----- Given text

All medication is an application of the laws of chemistry and molecular physics, thus no medication can be patented.

You writing a story relies on the physical laws of biology and you're merely discovering a neuron pattern in your brain based, which are heavily influenced on observations of the physical world, thus copyright is not valid.

To fit by that definition, you'd have to demonstrate that you literally broke the laws of the universe to create whatever it is you created to even qualify for a patent or copyright, which is impossible because by you doing it, it means its within the laws of the universe.

Sheldon Richman said...

AGSCalabrese writes, "I would allow protection of publicly revealed IP (patents, copyright, etc.) for a maximum of 20 years as long as it was very non-obvious. That is, the IP required [for] creative effort to come into being."

On what grounds do you claim this? History overflows with stories of creative effort in the absence of patent and copyright. Today many things are not protected by IP, such a fashion design. A little empirical knowledge would change a lot of people's minds on this issue. Boldrin and Levine's book, Against Intellectual Monopoly, is a good place to start.

History is not an a priori discipline!

MarkZ said...

The line between invention and discovery is too blurry to be of much use. If I invent a new way to visualize cells in the human body, and I store this data on my computer as 1's and 0's, which of these things can I protect by IP law? The means by which I obtain the data? The data itself? Or the interpretation of the data in scientific journals? I think most IP advocates would universally agree that IP law should protect the means and should not protect the interpretation of the discovery (although, curiously, they'd probably support the journals' "right" to protect the scientific report from being reproduced, even by the author).

----------

Questions to answer:
1. Decide whether each statement agrees with the comments on intellectual property, answering yes or no and quoting the words that settle it: (a) Sheldon Richman names fashion design as something not protected by IP. (b) AGSCalabrese would allow protection for at most 30 years. (c) MarkZ finds the line between invention and discovery very useful.
2. Retype the part of the comments on intellectual property starting with "History is not" and going on through "by the author).", copying every word as it stands.
3. Extend the comments on intellectual property, picking up right after their last sentence.
The lines after this point come from a different source.

----- Given information

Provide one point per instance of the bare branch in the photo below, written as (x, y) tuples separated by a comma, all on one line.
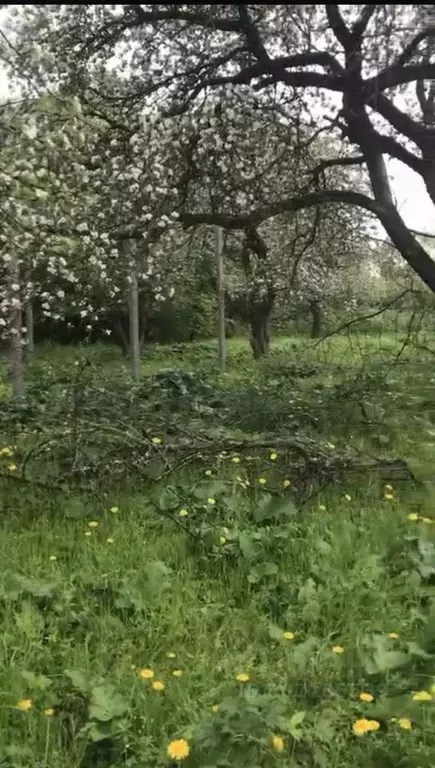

----------

Responses to the exercise:
1.
(a) Yes: "Today many things are not protected by IP, such a fashion design."
(b) No: "for a maximum of 20 years"
(c) No: "The line between invention and discovery is too blurry to be of much use."

2.
History is not an a priori discipline!

MarkZ said...

The line between invention and discovery is too blurry to be of much use. If I invent a new way to visualize cells in the human body, and I store this data on my computer as 1's and 0's, which of these things can I protect by IP law? The means by which I obtain the data? The data itself? Or the interpretation of the data in scientific journals? I think most IP advocates would universally agree that IP law should protect the means and should not protect the interpretation of the discovery (although, curiously, they'd probably support the journals' "right" to protect the scientific report from being reproduced, even by the author).

3.
But the interesting question is: what of the 1's and 0's on the computer? This is, for all intents and purposes, scientific data -- i.e. discovery. But how is the data that I produce from my scientific machine different from data that I produce from my guitar and microphone?

I find it impossible to understand how Randians or anyone else can claim "ownership" over information. The only valid argument, in my view, is strictly a utilitarian one.

Anonymous said...

Mr. Richman,

you write "Today many things are not protected by IP, such a fashion design."
A dear friend of mine, and unfortunately an IP lawyer, has D+G as a client. I assure you the fashion industry absolutely claims IP protection.

Sheldon Richman said...

That would be news to Chuck Schumer and the fashion industry, which is pushing a bill in Congress to extend copyright to fashion. See this.

There are still things in the marketplace can be imitated without fear of copyright- or patent-infringement suit, though the number may be dwindling.

Anonymous said...

Mr. Richman,

that fashion/clothing companies invoke IP protection would not be news to clothing companies.
Levis claims to "own" some sort of stitching pattern. Adidas claims to "own" the 3 stripe design, etc.



Sheldon Richman said...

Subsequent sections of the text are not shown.